"""
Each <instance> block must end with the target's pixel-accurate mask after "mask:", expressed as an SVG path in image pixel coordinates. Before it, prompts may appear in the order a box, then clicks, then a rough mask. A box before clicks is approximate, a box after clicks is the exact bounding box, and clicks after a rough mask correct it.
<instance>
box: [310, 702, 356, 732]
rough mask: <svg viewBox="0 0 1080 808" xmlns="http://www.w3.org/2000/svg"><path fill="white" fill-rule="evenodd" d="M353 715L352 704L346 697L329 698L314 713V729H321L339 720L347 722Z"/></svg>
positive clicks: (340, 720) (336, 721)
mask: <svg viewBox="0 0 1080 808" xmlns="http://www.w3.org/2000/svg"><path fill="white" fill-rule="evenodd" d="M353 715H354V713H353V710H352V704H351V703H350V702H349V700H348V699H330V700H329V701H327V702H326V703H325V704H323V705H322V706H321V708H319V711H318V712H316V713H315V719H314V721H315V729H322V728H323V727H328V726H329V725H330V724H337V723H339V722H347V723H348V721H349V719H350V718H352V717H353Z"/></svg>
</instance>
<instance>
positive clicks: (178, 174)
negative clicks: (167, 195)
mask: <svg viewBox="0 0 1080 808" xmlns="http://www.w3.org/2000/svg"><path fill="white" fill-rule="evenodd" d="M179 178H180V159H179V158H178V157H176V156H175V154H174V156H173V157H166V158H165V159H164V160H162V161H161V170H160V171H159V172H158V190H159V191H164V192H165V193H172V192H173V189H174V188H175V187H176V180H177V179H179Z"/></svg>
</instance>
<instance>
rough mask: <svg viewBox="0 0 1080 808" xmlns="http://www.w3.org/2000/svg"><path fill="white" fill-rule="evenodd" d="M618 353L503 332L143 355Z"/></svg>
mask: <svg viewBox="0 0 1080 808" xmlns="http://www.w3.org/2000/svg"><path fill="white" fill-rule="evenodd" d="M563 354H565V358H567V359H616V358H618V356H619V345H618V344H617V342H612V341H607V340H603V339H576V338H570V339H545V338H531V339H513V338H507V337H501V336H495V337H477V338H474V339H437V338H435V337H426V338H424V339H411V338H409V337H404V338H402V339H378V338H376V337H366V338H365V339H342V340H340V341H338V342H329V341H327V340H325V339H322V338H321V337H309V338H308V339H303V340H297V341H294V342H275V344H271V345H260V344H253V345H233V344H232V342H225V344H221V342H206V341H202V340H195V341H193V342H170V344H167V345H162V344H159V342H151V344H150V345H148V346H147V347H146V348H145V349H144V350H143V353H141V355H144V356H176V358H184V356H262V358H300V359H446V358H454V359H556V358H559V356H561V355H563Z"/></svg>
"""
## What is needed:
Nothing should be dropped or changed, so repeat all of the entries exactly.

## Answer below:
Each <instance> block must end with the target's pixel-accurate mask after "mask:", expressed as an SVG path in image pixel coordinates. Before it, prompts may appear in the order a box, then clicks, then a rough mask. A box before clicks is approximate, a box after clicks is the exact bounding box, and clicks after a rough mask correct it.
<instance>
box: [310, 702, 356, 732]
rough mask: <svg viewBox="0 0 1080 808" xmlns="http://www.w3.org/2000/svg"><path fill="white" fill-rule="evenodd" d="M353 715L352 704L346 697L329 698L314 713V729H321L339 720L347 722Z"/></svg>
positive clicks: (340, 720) (336, 721)
mask: <svg viewBox="0 0 1080 808" xmlns="http://www.w3.org/2000/svg"><path fill="white" fill-rule="evenodd" d="M353 715H354V713H353V710H352V704H351V703H350V702H349V700H348V699H330V700H329V701H327V702H326V703H325V704H323V705H322V706H321V708H319V711H318V712H316V713H315V719H314V721H315V729H322V728H323V727H328V726H329V725H330V724H337V723H339V722H347V723H348V721H349V719H350V718H352V717H353Z"/></svg>
</instance>
<instance>
positive clicks: (178, 174)
negative clicks: (167, 195)
mask: <svg viewBox="0 0 1080 808" xmlns="http://www.w3.org/2000/svg"><path fill="white" fill-rule="evenodd" d="M179 178H180V159H179V158H178V157H176V156H175V154H174V156H173V157H166V158H165V159H164V160H162V161H161V170H160V171H159V172H158V190H159V191H164V192H165V193H172V192H173V189H174V188H175V187H176V180H177V179H179Z"/></svg>
</instance>
<instance>
rough mask: <svg viewBox="0 0 1080 808" xmlns="http://www.w3.org/2000/svg"><path fill="white" fill-rule="evenodd" d="M618 353L503 332L143 355Z"/></svg>
mask: <svg viewBox="0 0 1080 808" xmlns="http://www.w3.org/2000/svg"><path fill="white" fill-rule="evenodd" d="M563 354H565V358H567V359H616V358H618V356H619V345H618V344H617V342H612V341H607V340H603V339H576V338H570V339H545V338H531V339H513V338H507V337H501V336H495V337H477V338H474V339H437V338H435V337H426V338H424V339H411V338H409V337H404V338H402V339H378V338H376V337H366V338H365V339H342V340H340V341H338V342H329V341H327V340H325V339H322V338H321V337H309V338H308V339H303V340H297V341H294V342H275V344H271V345H260V344H253V345H233V344H232V342H225V344H221V342H206V341H202V340H195V341H193V342H170V344H167V345H162V344H159V342H151V344H150V345H148V346H147V347H146V348H145V349H144V350H143V353H141V355H144V356H176V358H184V356H262V358H300V359H446V358H454V359H556V358H559V356H561V355H563Z"/></svg>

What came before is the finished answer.